Task objective.
Collect every line in the records below that contains the word "blouse" and list those lines.

Provided information.
*****

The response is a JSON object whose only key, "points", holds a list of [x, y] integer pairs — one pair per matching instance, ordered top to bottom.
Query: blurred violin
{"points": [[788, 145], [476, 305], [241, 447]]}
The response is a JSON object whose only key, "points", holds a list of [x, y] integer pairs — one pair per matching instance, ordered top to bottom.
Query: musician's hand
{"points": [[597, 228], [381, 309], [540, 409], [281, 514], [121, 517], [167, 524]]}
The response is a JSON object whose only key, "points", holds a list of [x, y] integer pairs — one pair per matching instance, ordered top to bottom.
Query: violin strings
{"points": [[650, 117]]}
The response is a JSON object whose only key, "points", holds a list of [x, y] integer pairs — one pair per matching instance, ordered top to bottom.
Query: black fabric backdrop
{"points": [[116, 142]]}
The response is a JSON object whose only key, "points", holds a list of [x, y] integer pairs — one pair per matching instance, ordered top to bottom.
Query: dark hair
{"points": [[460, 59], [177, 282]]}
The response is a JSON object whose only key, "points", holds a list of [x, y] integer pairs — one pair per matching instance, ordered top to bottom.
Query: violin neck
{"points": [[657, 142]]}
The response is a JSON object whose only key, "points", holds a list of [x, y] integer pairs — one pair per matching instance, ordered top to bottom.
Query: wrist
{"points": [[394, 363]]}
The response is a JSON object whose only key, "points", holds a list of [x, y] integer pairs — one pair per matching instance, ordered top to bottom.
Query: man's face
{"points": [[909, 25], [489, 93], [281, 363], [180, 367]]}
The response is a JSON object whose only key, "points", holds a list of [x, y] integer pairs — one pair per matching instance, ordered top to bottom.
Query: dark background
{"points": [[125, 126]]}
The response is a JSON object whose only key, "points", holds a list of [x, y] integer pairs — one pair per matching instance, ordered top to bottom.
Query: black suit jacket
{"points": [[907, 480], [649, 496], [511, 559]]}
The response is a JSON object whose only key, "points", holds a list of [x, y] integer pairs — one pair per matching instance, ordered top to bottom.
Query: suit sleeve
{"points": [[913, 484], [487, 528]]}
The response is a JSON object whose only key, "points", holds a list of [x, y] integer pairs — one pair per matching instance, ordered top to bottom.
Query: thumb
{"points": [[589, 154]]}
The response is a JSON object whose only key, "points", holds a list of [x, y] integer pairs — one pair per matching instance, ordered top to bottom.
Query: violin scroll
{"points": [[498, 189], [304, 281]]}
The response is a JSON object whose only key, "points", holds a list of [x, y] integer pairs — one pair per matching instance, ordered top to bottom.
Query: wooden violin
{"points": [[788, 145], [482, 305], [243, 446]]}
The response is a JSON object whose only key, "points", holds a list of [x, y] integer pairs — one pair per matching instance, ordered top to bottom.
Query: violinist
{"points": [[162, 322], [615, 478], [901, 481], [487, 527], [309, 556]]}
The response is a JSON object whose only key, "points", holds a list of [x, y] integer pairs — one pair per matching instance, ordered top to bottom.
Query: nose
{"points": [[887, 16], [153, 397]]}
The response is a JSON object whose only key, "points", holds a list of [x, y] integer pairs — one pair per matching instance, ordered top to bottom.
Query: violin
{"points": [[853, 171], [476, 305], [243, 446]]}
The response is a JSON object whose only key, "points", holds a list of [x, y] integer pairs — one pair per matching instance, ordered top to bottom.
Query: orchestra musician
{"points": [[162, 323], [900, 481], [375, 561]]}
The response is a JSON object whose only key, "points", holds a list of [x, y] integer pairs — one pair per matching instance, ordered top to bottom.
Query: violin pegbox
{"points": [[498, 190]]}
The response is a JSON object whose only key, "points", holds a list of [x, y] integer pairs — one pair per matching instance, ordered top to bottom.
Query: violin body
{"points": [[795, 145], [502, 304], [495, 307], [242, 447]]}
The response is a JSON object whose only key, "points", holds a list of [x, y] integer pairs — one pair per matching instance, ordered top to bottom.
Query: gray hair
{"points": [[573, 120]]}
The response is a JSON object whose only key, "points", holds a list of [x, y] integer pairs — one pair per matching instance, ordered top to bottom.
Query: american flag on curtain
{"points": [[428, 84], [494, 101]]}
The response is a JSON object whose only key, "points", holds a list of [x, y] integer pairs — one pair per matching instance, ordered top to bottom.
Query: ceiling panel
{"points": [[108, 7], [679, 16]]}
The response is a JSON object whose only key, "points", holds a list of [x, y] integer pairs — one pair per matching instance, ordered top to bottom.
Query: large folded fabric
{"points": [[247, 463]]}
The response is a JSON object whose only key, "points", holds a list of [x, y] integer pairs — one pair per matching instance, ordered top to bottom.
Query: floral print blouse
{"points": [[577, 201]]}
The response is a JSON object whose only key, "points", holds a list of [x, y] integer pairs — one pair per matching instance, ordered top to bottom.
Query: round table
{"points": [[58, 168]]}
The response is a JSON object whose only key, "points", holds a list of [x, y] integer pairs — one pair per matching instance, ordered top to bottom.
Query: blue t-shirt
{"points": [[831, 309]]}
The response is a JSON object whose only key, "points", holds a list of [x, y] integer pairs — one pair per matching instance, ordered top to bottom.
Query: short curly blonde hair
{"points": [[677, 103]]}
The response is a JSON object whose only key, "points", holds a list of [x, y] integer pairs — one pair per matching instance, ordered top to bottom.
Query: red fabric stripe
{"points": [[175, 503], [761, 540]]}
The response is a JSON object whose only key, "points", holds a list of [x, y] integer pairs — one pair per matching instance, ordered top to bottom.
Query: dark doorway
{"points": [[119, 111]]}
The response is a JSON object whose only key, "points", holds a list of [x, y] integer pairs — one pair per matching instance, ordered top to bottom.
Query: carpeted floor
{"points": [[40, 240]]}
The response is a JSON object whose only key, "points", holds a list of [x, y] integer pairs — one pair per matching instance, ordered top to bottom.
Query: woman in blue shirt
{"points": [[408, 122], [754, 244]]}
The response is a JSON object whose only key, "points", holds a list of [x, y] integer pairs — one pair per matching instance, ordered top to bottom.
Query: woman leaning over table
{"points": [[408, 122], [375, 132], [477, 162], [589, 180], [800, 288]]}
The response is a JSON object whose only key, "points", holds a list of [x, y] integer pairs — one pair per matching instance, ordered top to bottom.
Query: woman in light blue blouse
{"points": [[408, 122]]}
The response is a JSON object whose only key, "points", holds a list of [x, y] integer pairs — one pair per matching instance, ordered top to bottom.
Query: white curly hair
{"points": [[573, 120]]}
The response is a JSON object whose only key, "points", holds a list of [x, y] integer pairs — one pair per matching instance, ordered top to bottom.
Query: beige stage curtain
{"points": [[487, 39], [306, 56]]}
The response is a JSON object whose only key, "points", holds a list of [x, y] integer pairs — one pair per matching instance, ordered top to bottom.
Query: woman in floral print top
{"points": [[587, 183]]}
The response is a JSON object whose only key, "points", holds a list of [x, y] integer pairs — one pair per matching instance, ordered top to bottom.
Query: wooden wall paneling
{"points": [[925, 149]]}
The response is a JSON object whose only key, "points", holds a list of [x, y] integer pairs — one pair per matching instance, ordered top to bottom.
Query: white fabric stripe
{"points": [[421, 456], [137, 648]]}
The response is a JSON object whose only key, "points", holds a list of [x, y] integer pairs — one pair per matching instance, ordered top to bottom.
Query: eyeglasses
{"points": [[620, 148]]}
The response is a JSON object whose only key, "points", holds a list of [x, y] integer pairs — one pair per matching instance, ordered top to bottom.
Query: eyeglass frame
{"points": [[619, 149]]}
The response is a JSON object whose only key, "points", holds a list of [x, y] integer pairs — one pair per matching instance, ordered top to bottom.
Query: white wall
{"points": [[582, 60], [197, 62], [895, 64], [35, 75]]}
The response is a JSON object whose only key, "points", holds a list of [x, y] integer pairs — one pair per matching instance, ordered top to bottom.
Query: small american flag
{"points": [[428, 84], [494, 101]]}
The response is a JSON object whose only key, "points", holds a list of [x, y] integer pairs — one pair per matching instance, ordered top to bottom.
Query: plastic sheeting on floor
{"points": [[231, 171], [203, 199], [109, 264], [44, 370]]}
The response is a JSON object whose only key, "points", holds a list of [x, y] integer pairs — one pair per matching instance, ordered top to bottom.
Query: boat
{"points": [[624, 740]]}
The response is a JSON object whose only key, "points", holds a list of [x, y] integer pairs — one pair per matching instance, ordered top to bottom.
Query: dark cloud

*****

Written solution.
Query: floral print blouse
Query: woman in light blue blouse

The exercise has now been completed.